■ EXERCISE DESCRIPTION ■
From the data below, extract each line that contains the string "post".

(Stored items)

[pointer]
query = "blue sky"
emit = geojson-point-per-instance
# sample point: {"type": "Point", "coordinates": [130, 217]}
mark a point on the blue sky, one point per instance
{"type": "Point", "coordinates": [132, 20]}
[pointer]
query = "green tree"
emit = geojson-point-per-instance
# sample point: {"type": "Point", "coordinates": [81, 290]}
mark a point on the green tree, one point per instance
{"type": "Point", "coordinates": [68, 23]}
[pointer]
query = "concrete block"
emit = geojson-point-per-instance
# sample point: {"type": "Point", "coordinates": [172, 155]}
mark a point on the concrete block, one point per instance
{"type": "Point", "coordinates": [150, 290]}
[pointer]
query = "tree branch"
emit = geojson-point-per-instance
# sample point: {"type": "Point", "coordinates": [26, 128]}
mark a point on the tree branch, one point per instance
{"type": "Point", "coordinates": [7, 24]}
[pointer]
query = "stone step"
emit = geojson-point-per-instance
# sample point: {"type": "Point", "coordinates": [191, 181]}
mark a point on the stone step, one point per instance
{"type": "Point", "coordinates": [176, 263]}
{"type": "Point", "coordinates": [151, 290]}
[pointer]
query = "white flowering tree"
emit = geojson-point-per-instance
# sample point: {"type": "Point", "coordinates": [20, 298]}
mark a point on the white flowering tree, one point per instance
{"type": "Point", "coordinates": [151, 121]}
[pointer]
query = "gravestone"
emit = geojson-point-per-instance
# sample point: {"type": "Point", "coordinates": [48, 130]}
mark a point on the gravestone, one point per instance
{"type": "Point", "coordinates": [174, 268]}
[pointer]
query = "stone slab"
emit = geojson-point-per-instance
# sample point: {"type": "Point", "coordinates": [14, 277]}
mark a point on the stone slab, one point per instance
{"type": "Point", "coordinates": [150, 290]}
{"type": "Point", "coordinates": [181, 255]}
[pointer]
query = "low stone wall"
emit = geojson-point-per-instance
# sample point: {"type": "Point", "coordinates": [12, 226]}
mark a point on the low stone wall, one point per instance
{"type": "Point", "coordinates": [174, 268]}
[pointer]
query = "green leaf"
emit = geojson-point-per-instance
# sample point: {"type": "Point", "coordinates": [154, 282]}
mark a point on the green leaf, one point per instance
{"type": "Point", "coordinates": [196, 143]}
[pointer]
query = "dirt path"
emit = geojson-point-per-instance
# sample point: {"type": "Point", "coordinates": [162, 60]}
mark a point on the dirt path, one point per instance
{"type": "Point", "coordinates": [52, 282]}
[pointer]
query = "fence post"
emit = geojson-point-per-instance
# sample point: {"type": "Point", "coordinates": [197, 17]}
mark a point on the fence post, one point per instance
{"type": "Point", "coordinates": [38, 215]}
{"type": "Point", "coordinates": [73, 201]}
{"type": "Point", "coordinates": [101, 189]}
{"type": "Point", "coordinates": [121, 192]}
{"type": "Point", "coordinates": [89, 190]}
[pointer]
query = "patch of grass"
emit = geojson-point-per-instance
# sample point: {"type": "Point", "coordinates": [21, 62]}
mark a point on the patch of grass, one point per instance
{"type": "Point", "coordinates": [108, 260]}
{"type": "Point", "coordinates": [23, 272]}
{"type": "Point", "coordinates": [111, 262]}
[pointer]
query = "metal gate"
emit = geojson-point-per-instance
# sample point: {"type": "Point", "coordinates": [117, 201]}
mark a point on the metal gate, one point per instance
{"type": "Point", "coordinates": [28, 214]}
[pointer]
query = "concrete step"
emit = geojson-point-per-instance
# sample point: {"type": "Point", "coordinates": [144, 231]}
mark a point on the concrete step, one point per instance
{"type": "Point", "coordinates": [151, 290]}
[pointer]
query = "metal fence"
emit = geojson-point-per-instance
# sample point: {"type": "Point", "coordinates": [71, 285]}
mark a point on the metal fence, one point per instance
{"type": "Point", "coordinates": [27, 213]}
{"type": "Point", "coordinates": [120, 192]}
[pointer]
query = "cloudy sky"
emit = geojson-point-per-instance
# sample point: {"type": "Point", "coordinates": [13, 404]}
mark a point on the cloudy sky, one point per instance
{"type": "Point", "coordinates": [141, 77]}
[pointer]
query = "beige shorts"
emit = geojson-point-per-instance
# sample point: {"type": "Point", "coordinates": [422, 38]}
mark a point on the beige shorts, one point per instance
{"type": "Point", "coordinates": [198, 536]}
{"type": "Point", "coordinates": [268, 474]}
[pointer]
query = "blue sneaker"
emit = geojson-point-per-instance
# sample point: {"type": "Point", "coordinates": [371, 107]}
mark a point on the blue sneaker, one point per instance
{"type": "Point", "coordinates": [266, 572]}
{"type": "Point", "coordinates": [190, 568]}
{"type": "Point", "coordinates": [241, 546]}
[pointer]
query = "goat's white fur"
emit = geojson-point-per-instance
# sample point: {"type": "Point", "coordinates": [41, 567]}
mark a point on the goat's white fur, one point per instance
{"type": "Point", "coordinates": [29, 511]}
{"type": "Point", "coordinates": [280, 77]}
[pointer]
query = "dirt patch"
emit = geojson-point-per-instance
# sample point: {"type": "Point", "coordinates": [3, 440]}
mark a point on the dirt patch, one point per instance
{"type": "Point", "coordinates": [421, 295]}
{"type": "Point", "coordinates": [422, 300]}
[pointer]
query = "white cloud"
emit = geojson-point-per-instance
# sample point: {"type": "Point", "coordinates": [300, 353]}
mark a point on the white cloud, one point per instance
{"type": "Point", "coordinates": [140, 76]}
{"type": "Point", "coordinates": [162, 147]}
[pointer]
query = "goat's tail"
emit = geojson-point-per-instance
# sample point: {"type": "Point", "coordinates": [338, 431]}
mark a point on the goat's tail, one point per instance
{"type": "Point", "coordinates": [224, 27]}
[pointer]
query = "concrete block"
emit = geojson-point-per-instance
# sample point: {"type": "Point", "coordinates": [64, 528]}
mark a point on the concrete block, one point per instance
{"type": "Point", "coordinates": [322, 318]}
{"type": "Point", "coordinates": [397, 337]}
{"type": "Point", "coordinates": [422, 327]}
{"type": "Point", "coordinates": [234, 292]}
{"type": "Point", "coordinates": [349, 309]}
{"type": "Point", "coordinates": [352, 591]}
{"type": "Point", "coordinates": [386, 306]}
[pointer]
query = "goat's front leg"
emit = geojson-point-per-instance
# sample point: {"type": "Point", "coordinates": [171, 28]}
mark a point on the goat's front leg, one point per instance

■ ANSWER IN FULL ■
query = "fence post"
mark a point on the fence post, one point per instance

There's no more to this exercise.